What is expected
Please list each line from the entries below that contains the string "boat", copying every such line in full.

::: Records for this task

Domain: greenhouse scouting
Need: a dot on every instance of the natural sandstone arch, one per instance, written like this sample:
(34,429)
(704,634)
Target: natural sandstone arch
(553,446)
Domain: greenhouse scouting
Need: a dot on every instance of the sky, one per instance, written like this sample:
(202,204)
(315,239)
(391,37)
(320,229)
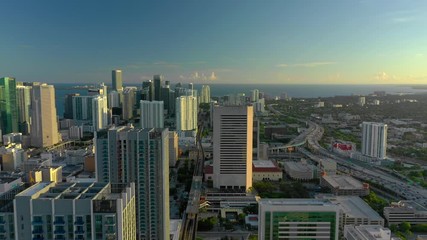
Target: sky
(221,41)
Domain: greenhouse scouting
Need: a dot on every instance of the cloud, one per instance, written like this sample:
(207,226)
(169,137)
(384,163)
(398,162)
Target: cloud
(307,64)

::::::
::: Records for this task

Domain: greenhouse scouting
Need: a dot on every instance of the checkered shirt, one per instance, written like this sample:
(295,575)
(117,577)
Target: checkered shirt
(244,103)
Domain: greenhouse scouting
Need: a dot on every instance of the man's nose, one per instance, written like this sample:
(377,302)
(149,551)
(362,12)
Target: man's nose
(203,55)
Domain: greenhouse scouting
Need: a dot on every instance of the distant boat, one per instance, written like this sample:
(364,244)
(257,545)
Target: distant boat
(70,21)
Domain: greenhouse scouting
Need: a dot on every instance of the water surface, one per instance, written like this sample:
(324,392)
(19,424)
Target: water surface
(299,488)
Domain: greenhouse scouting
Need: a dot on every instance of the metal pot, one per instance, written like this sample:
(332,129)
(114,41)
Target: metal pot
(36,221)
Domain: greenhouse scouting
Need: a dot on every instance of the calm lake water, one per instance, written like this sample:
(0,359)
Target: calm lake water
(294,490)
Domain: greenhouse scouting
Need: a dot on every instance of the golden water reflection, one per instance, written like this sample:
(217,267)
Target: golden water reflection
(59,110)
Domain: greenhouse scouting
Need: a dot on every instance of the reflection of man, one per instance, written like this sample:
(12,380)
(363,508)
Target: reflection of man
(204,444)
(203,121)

::::::

Finished task
Need: a dot on every instance of the distant boat, one per instance, written like this sample:
Target: distant boat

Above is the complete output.